Problem details: So long as no pictures are carried over, output the records below exactly.

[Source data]
_ _ _
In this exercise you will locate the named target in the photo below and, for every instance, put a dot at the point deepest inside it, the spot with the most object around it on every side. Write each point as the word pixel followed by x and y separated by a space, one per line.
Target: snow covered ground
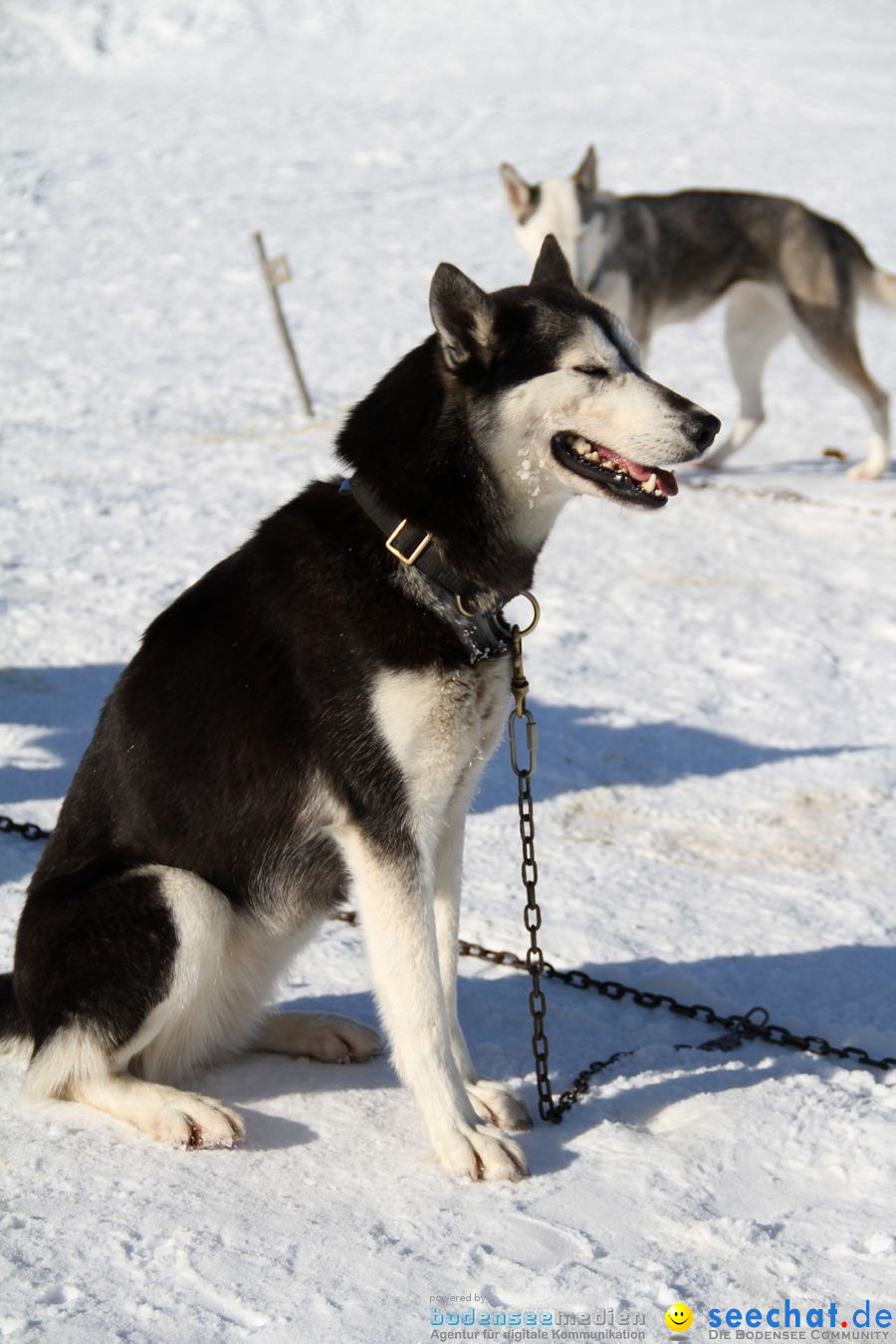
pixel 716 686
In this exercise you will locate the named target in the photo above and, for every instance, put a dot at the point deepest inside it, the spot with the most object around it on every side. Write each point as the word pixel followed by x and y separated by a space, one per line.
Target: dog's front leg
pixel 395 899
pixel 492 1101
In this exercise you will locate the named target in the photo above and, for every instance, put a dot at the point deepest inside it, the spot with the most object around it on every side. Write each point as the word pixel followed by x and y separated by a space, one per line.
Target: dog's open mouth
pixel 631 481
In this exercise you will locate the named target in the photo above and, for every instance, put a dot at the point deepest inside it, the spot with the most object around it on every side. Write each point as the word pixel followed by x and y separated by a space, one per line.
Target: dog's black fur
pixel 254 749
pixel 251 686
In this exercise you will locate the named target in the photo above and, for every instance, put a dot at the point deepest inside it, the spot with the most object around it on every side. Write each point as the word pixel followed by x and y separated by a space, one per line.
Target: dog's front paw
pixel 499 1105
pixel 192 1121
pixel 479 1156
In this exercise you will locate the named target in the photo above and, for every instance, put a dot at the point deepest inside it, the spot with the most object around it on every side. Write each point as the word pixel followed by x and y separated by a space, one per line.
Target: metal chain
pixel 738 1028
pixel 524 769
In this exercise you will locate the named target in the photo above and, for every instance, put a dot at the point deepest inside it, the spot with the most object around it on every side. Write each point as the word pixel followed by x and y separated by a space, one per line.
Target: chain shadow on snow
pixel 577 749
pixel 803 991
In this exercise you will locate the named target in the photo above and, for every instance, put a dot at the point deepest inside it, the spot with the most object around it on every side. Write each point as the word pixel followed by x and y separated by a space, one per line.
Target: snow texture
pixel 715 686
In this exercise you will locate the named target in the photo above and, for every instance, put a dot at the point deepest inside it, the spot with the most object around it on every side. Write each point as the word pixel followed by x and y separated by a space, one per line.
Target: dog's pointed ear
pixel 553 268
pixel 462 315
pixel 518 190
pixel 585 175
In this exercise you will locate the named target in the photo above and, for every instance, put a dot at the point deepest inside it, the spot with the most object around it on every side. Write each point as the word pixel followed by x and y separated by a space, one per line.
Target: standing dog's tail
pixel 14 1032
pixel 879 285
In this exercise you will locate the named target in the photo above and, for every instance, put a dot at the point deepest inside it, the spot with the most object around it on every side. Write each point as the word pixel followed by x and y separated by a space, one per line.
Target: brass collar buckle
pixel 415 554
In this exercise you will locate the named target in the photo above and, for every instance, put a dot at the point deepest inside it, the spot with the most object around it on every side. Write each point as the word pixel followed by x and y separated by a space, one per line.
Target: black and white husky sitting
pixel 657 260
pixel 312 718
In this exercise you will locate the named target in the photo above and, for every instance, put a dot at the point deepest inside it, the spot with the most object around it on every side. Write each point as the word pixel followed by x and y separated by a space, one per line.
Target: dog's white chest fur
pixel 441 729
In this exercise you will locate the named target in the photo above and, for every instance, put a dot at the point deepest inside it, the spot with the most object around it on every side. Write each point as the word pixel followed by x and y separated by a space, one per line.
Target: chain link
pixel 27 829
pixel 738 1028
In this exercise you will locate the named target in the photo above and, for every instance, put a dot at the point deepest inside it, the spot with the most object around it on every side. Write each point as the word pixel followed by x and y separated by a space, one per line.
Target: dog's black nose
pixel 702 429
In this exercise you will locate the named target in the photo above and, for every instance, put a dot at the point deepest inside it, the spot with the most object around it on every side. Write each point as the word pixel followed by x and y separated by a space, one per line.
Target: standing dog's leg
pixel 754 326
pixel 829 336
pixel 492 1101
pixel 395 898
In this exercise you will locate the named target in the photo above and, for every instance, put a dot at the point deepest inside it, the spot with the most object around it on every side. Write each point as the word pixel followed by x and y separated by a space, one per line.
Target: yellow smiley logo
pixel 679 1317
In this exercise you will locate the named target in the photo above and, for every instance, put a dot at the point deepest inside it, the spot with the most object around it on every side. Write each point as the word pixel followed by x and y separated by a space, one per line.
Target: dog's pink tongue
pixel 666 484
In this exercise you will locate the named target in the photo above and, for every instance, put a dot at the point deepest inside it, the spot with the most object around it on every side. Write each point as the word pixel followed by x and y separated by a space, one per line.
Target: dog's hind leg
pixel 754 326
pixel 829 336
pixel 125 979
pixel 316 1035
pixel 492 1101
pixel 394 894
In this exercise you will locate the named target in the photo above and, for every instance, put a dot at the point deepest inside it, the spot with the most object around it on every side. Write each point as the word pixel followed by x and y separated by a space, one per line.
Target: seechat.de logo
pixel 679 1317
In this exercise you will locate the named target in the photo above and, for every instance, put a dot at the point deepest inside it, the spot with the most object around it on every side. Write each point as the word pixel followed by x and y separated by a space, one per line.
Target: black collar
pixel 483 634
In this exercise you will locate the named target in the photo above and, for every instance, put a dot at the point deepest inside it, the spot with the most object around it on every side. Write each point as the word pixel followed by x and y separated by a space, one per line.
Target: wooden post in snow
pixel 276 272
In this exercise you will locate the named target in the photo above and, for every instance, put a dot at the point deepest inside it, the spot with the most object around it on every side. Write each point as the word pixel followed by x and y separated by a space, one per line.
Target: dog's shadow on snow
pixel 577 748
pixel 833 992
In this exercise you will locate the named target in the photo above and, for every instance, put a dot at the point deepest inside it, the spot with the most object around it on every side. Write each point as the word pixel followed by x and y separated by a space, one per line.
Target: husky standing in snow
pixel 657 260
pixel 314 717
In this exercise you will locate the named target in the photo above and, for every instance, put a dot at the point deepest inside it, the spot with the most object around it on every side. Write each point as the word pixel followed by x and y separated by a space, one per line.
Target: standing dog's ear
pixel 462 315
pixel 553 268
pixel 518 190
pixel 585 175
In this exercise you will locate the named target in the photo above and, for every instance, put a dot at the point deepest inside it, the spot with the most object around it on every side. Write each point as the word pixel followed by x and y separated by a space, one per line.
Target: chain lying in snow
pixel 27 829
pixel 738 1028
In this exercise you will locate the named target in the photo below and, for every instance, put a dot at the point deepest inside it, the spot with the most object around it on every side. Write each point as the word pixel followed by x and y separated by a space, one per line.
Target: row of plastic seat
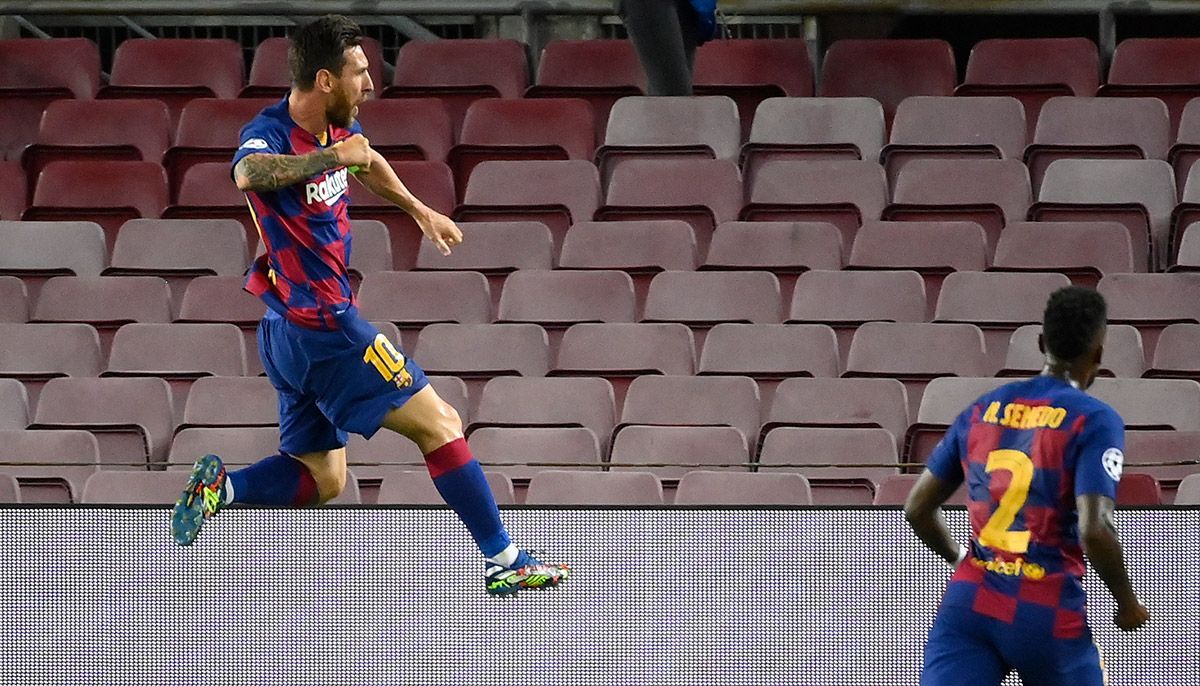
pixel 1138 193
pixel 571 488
_ _ _
Task response:
In this exercise you will locate the named target in the photo below and, for every instance, put a dot at the point deepest inside it, the spot with the most object around it on every side. Write each point as the word pixel followed by x and y separated by a space, one per line.
Target: snow covered ground
pixel 716 686
In this exercise you will locate the named target in the photo above and, for every instance, put a dot at the point deepest inside it, the spot with the most object around it on every side. Write each point as the word pixel followed by x and y separated by a space, one per line.
Target: dog's front leg
pixel 395 899
pixel 492 1101
In this exercise you will locate the named target in the photo above and, for every instance, put a dot at the point deepest inside it, the spot with the most object around it on every side. Write each point as the word pixel followed by x and y separated by a space, one per line.
Target: dog's open mouth
pixel 631 481
In this exercise you will locate the named target in the photo above and, for every instance, put a dot at the point deepest inside it, the spot with the most object around it on every side. Write each point as the word pixel followed by x and y separated by a space, one per line.
Target: dog's black fur
pixel 254 749
pixel 251 686
In this exercise you will locate the named target in the photo above and, for every instance, put a dot at the point deepest inside it, the spot with the most object around it on every side. Write each point as the word pixel followed by x and y separated by a space, one per line.
Target: dog's front paw
pixel 499 1105
pixel 192 1121
pixel 479 1156
In this exercise you will locate the named target in the photo above and, for every instance, put a dot at the point deepest inside it, the spot with the most object around it on every side. Write each point as the word pixel followed by x and y separated by a space, one per line.
Target: metal chain
pixel 738 1028
pixel 524 769
In this exercise you will locate the named target in the photo above and, for every instance, put a dot at the point deepest inside it, the spot with the most object around it on every side. Write each point as the word pixel followed by x and y separated by a space, one per line.
Target: chain shadow on snow
pixel 577 749
pixel 803 991
In this exercise you will locate the named target in the photo above and, for every instance, put a dot at the point deepest inside it, the spot with the most object around it on every side. Write each point as the word pixel followed by x and y separated by a space, one per line.
Target: snow texture
pixel 715 686
In this exercise you will locate the named target in the photo above and, for every instance, put a dot at the point deepest inside it, the spot with the most object around it on every side. Write each point as the word pixel followed by x and y separated by a space, one per line.
Target: dog's pointed ear
pixel 553 268
pixel 462 315
pixel 518 190
pixel 585 175
In this exercise you will locate the named target in the photo above and, for every instance, put a dot at the point deepest inside it, the spot with the most object around it on every side. Write each point as the word pixel followed by x and y separated by a space, one per line.
Target: standing dog's tail
pixel 14 1032
pixel 879 285
In this exercise you will locate the named target in the photo above and, for every instance, put a dot at the point deepest inside it, the spot with the most object around it on every side. Write each point as the word pixel followed by x and y separated by a space, one per line.
Target: brass collar buckle
pixel 415 554
In this exercise you will locate the named target in the photo above and, for every instance, put a dot at the point deepest inside it, the spot with the most object around it on every side. Write each point as the word pixel followed by x and y separated by a space, one per line.
Target: black and white husky sitting
pixel 657 260
pixel 312 718
In this exercise you will locate the named target in the photo above and, for every instance, put a dot at the point deepest inside it, the spot with the most object around it on every side. Write each point as the word pixel followed by x and y separated by a space, one per line.
Target: dog's white chest fur
pixel 441 729
In this exercise you will locate the named target in the photo above and, for every instance, put a dot at the point deepest inside it, the spot with the most object around it on every side. Write each point as the word pixel followed by x and y separated by a space, one per line.
Target: chain link
pixel 27 829
pixel 738 1028
In this exercise you will locate the named target in the photo above and, for every instance, put a dot at the point deepest inside it, the spot with the most object around it on every side. Write each point as the word pixel followed by x and y separated by a space, one per line.
Target: dog's black nose
pixel 702 429
In this exercise you will locate the named target in the photo above and, for every instance, put a dot at the point deepest inside it, the spot with the most object around it on every side. Write each point as the word pixel followed by x and y separated by a space, one per line.
Target: standing dog's leg
pixel 754 326
pixel 829 336
pixel 492 1101
pixel 395 898
In this exercise you will locate the named target in the photo above and, for every instance, put a dot at the point deepest inside it, the spot with the most object around it on every side. Write each point as the word pixel followed by x and y separated by a space, one per line.
Target: yellow smiley logo
pixel 679 1317
In this exercise you will locate the named target in the photo above and, for every instance, put a dot at the point deepest inside it, the spot with the most object around it on every side. Write each point as the word pixel followed by x and y separated by a space, one per line.
Target: dog's pink tongue
pixel 666 484
In this exercise you will locate the named target in the photo above and, for every instance, put a dot at the point deepest inside it, the spot with the most object around it on every side. Write each point as the word pixel followed by x and y separated by a space, one per line.
Target: dog's hind leg
pixel 754 326
pixel 829 336
pixel 125 979
pixel 316 1035
pixel 492 1101
pixel 394 894
In this exercise you will locate the named target in the photo above and, for every instance, put a dot at the point deepest inside it, the spot with the most object around it on every side. Write each point as the word pixel followed by x and y separated by a space, one per line.
Target: seechat.de logo
pixel 679 1317
In this exercise you will locate the named target in the photo above and, for every instance, put a dot at the point deepest inside it, the spot with the most object around it on every side. Write each point as the word pixel followed by x and y separated by a space, one per line.
Target: black collar
pixel 483 634
In this exercise you will locate the named target in the photo above and, for every instance, put a dot at the point deepest inside it, the spot with the most object around it on every side. Write each point as the word pixel followed by x and y separated by a space, one per line.
Target: wooden post in snow
pixel 276 272
In this exercise you will locate the named target in the photo above and, for every instance, put a dot at the point deepest inside it, the spot with the most object around it on every side. Write each point as the word pixel followed by x and y separated by a space, one per line.
Target: dog's shadow on snow
pixel 577 748
pixel 833 992
In this exercise you will locate the named target in the photo above and, for every instance, put a dot at the point deepest inside it, the spot with the most object around it on every side. Write each point as the word pixel followed by x and y separated by a space, one per line.
Target: husky standing in snow
pixel 657 260
pixel 314 717
In this exercise you will locate the named target in the photo above and, for every instance, put a dot at the point deepest inside it, the spot with the most object around it on every side. Write each point as the word pixel followed by x and y separated by a space, one per line.
Target: standing dog's ear
pixel 462 315
pixel 553 268
pixel 518 190
pixel 585 175
In this exercise you will locate the named target in the photo above and, for every instance, put a dot at the point deepest inside it, the spot with the most object around it on every side. Write each point as the word pixel followed by x and y separated by a space, one per line.
Target: chain lying in snow
pixel 27 829
pixel 738 1028
In this exercise you will locate the named target in the photo below and, for every instance, put a dot at the point deepest inside it, the spot with the most object around it on every side. Write each point as the word pixel followed by x and y separated by a space, one per line.
Target: row of plastic seat
pixel 1138 193
pixel 571 488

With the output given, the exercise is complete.